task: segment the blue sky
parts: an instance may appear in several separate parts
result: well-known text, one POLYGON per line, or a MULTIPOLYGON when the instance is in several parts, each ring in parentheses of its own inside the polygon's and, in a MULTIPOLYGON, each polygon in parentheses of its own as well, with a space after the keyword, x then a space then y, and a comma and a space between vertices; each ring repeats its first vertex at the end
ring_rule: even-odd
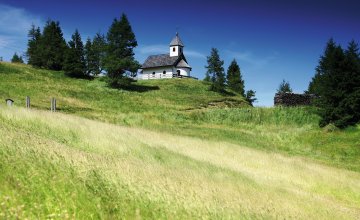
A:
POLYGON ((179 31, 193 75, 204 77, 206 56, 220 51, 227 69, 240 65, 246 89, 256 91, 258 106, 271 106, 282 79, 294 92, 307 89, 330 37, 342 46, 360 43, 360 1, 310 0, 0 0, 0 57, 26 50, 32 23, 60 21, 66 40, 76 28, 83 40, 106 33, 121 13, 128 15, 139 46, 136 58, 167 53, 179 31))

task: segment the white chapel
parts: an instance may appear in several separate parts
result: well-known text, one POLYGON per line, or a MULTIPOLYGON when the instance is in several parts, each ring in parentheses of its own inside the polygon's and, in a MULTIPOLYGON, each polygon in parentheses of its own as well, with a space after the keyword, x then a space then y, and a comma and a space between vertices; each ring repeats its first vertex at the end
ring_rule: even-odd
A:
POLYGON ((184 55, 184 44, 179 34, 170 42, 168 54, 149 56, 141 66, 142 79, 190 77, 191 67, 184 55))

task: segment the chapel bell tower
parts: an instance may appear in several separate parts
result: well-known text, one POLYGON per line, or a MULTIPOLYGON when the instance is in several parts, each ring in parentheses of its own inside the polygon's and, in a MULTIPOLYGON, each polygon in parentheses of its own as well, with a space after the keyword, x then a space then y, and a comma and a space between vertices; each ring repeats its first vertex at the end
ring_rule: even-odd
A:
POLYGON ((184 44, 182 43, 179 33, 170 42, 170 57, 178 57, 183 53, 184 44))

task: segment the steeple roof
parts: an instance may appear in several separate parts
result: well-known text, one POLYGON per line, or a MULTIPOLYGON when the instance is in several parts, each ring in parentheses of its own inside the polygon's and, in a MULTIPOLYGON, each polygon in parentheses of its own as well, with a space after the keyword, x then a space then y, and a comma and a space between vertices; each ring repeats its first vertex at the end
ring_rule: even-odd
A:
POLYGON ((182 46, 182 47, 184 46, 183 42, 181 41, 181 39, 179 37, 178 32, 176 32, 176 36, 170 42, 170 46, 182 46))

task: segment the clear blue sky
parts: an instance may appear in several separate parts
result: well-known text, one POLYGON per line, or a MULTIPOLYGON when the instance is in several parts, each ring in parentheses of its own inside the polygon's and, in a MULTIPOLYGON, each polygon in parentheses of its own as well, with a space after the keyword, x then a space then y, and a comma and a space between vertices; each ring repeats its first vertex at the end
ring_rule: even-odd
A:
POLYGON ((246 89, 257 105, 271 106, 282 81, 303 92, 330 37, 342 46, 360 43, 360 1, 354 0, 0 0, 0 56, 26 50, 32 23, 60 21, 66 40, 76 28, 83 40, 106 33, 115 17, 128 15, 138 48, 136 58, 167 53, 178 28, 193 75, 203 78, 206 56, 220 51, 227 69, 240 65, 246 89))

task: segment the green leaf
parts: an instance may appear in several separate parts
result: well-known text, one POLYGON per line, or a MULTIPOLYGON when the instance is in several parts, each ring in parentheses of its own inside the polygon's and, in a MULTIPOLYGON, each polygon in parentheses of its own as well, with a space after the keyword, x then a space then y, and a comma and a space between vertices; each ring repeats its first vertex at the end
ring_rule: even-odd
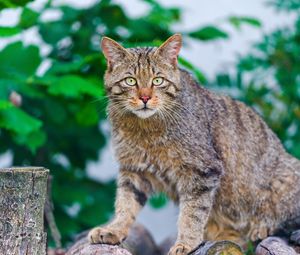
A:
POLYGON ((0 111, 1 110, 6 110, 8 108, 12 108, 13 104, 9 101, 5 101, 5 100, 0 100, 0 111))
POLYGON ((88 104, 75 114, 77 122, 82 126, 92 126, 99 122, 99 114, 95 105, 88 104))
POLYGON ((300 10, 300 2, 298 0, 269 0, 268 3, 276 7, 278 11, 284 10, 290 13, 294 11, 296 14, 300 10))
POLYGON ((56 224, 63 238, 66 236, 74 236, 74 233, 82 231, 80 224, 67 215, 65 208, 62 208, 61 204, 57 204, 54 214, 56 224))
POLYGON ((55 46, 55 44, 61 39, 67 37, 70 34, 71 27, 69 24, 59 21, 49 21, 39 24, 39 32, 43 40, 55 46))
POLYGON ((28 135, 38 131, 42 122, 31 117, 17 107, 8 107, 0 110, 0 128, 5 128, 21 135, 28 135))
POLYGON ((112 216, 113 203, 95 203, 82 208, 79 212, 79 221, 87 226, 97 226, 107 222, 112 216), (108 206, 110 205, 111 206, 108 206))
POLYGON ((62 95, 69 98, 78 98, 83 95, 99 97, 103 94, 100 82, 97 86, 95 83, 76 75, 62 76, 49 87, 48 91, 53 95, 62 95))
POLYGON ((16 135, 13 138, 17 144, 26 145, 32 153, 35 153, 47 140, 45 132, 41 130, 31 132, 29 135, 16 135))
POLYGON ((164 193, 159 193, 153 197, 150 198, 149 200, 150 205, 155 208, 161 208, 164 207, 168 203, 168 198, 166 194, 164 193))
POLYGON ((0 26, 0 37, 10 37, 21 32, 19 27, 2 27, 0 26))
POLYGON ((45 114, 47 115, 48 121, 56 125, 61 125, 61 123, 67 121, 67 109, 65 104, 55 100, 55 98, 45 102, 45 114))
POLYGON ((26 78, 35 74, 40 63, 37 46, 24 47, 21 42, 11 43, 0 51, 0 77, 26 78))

□ □ □ □

• [Work to complete] Look for the string "chapel" in the listing above and copy every line holding it.

• [Response]
task: segment the white chapel
task: segment the chapel bell tower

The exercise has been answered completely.